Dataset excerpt
===

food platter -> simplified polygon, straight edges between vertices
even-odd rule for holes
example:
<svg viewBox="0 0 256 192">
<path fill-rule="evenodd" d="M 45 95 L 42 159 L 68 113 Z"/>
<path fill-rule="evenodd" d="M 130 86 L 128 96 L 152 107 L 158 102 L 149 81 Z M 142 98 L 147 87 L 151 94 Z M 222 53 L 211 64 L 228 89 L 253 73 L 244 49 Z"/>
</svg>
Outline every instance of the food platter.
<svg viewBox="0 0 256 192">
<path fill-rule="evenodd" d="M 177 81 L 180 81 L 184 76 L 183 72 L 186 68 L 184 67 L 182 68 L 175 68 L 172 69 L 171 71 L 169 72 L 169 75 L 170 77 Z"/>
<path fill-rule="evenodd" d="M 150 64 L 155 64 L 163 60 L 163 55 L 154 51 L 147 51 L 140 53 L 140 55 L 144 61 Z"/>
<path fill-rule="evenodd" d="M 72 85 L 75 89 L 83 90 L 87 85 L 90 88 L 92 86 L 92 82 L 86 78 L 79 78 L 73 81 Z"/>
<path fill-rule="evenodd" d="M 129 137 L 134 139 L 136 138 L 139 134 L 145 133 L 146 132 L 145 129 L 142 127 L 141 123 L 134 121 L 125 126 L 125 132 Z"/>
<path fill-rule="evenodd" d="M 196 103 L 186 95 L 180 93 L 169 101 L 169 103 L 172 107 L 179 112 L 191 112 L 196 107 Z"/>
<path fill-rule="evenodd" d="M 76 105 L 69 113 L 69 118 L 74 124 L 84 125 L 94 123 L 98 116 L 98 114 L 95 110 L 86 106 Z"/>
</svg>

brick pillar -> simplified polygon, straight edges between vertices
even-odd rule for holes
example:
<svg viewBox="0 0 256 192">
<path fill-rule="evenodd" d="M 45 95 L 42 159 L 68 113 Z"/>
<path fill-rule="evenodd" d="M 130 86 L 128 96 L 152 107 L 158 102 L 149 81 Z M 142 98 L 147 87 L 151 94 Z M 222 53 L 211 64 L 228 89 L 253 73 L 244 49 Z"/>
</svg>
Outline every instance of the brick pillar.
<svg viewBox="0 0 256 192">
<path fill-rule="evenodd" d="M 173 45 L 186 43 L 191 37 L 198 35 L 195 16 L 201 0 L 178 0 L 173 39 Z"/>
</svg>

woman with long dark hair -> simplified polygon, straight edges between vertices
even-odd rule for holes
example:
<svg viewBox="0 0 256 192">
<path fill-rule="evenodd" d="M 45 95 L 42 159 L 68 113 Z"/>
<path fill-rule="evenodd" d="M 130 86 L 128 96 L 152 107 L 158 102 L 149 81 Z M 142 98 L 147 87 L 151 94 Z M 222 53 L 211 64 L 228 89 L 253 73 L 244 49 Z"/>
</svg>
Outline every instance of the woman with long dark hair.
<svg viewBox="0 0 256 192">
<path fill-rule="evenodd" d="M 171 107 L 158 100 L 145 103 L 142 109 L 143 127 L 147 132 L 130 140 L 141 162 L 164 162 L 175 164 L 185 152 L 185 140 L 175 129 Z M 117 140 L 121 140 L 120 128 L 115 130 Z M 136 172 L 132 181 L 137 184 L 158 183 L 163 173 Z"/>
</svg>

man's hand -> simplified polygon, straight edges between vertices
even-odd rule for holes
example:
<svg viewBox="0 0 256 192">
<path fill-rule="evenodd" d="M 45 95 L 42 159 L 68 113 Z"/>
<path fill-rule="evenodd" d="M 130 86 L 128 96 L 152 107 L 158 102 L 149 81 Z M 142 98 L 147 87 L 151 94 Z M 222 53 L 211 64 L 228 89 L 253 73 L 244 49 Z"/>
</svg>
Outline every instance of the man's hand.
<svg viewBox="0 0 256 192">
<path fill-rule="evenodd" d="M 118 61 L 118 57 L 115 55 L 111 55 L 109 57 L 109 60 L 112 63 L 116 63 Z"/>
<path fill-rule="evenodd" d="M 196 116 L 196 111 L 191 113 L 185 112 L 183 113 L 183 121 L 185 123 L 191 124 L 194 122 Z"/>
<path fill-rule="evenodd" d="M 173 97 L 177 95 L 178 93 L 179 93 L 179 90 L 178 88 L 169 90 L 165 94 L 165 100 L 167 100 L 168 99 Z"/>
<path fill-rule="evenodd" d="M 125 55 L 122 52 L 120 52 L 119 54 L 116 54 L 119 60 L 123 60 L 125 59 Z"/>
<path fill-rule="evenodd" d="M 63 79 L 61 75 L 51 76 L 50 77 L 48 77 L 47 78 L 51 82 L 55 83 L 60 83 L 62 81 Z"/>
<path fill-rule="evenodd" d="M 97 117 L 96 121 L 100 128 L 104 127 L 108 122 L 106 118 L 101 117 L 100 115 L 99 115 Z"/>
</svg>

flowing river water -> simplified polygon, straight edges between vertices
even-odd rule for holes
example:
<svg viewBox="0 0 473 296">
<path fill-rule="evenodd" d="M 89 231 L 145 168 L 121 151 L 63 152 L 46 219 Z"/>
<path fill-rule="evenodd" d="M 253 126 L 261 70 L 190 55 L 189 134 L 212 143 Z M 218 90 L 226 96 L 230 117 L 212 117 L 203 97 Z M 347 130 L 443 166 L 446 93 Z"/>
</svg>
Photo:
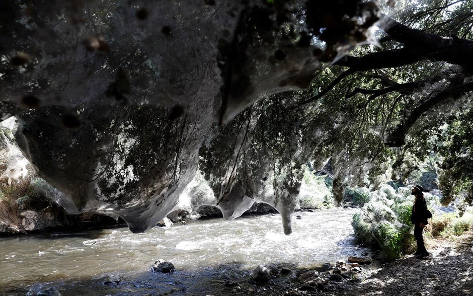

===

● THE REQUEST: Rewrite the records above as a Markdown table with two columns, Row and Line, giving each line its own numbered row and skipping blank lines. Leave the pictures out.

● REPLY:
| Row | Line |
|---|---|
| 1 | food platter -> simplified polygon, straight edges between vertices |
| 2 | even-odd rule for holes |
| 3 | example: |
| 4 | <svg viewBox="0 0 256 192"> |
| 5 | <path fill-rule="evenodd" d="M 45 95 L 42 159 L 68 113 Z"/> |
| 6 | <path fill-rule="evenodd" d="M 130 86 L 128 96 L 152 107 L 158 102 L 149 81 Z M 142 98 L 147 87 L 151 94 Z M 222 53 L 211 64 L 228 89 L 253 73 L 244 49 Z"/> |
| 7 | </svg> |
| 8 | Outline every instance of the food platter. |
| 9 | <svg viewBox="0 0 256 192"> |
| 10 | <path fill-rule="evenodd" d="M 177 81 L 180 81 L 184 76 L 183 72 L 186 68 L 184 67 L 182 68 L 175 68 L 172 69 L 171 71 L 169 72 L 169 75 L 170 77 Z"/> |
| 11 | <path fill-rule="evenodd" d="M 150 64 L 155 64 L 163 60 L 163 55 L 154 51 L 147 51 L 140 53 L 140 55 L 144 61 Z"/> |
| 12 | <path fill-rule="evenodd" d="M 72 85 L 75 89 L 83 90 L 87 85 L 90 88 L 92 86 L 92 82 L 86 78 L 79 78 L 73 81 Z"/> |
| 13 | <path fill-rule="evenodd" d="M 129 137 L 134 139 L 136 138 L 139 134 L 145 133 L 146 132 L 145 129 L 142 127 L 141 123 L 134 121 L 125 126 L 125 132 Z"/> |
| 14 | <path fill-rule="evenodd" d="M 196 103 L 186 95 L 180 93 L 169 101 L 169 103 L 172 107 L 179 112 L 191 112 L 196 107 Z"/> |
| 15 | <path fill-rule="evenodd" d="M 76 105 L 69 113 L 69 118 L 74 124 L 84 125 L 94 123 L 98 116 L 98 114 L 95 110 L 86 106 Z"/> |
| 16 | </svg> |
| 17 | brick pillar -> simplified polygon, straight edges between vertices |
| 18 | even-odd rule for holes |
| 19 | example: |
| 20 | <svg viewBox="0 0 256 192"> |
| 21 | <path fill-rule="evenodd" d="M 45 95 L 42 159 L 68 113 Z"/> |
| 22 | <path fill-rule="evenodd" d="M 130 86 L 128 96 L 152 107 L 158 102 L 149 81 Z M 142 98 L 147 87 L 151 94 Z M 222 53 L 211 64 L 228 89 L 253 73 L 244 49 Z"/> |
| 23 | </svg> |
| 24 | Outline every instance of the brick pillar. |
| 25 | <svg viewBox="0 0 256 192"> |
| 26 | <path fill-rule="evenodd" d="M 173 45 L 186 43 L 191 37 L 198 35 L 195 16 L 201 0 L 178 0 L 173 39 Z"/> |
| 27 | </svg> |
| 28 | woman with long dark hair -> simplified polygon, straight edges between vertices |
| 29 | even-odd rule for holes |
| 30 | example: |
| 31 | <svg viewBox="0 0 256 192"> |
| 32 | <path fill-rule="evenodd" d="M 45 95 L 42 159 L 68 113 Z"/> |
| 33 | <path fill-rule="evenodd" d="M 130 86 L 128 96 L 152 107 L 158 102 L 149 81 Z M 142 98 L 147 87 L 151 94 Z M 222 53 L 211 64 L 228 89 L 253 73 L 244 49 Z"/> |
| 34 | </svg> |
| 35 | Outline every instance of the woman with long dark hair. |
| 36 | <svg viewBox="0 0 256 192"> |
| 37 | <path fill-rule="evenodd" d="M 171 107 L 158 100 L 145 103 L 142 109 L 143 127 L 147 132 L 130 140 L 141 162 L 164 162 L 175 164 L 185 152 L 185 140 L 175 129 Z M 117 140 L 121 140 L 120 128 L 115 130 Z M 136 172 L 132 181 L 137 184 L 158 183 L 163 173 Z"/> |
| 38 | </svg> |
| 39 | man's hand -> simplified polygon, straight edges between vertices |
| 40 | even-odd rule for holes |
| 41 | example: |
| 42 | <svg viewBox="0 0 256 192"> |
| 43 | <path fill-rule="evenodd" d="M 45 95 L 42 159 L 68 113 Z"/> |
| 44 | <path fill-rule="evenodd" d="M 130 86 L 128 96 L 152 107 L 158 102 L 149 81 Z M 142 98 L 147 87 L 151 94 Z M 222 53 L 211 64 L 228 89 L 253 73 L 244 49 Z"/> |
| 45 | </svg> |
| 46 | Outline every instance of the man's hand. |
| 47 | <svg viewBox="0 0 256 192"> |
| 48 | <path fill-rule="evenodd" d="M 118 61 L 118 57 L 115 55 L 111 55 L 109 57 L 109 60 L 112 63 L 116 63 Z"/> |
| 49 | <path fill-rule="evenodd" d="M 196 116 L 196 111 L 191 113 L 185 112 L 183 113 L 183 121 L 185 123 L 191 124 L 194 122 Z"/> |
| 50 | <path fill-rule="evenodd" d="M 173 97 L 177 95 L 178 93 L 179 93 L 179 90 L 178 88 L 169 90 L 165 94 L 165 100 L 167 100 L 168 99 Z"/> |
| 51 | <path fill-rule="evenodd" d="M 125 55 L 122 52 L 120 52 L 119 54 L 116 54 L 119 60 L 123 60 L 125 59 Z"/> |
| 52 | <path fill-rule="evenodd" d="M 63 79 L 61 75 L 51 76 L 50 77 L 48 77 L 47 78 L 51 82 L 55 83 L 60 83 L 62 81 Z"/> |
| 53 | <path fill-rule="evenodd" d="M 97 117 L 96 121 L 100 128 L 104 127 L 108 122 L 106 118 L 101 117 L 100 115 L 99 115 Z"/> |
| 54 | </svg> |
| 55 | flowing river water -> simplified polygon, straight edges between vertices |
| 56 | even-odd rule for holes |
| 57 | example: |
| 58 | <svg viewBox="0 0 473 296"> |
| 59 | <path fill-rule="evenodd" d="M 89 231 L 145 168 L 121 151 L 63 152 L 46 219 Z"/> |
| 60 | <path fill-rule="evenodd" d="M 253 126 L 261 70 L 190 55 L 189 134 L 212 143 Z M 218 90 L 226 96 L 230 117 L 212 117 L 203 97 Z M 347 130 L 443 166 L 446 93 Z"/> |
| 61 | </svg> |
| 62 | Photo: |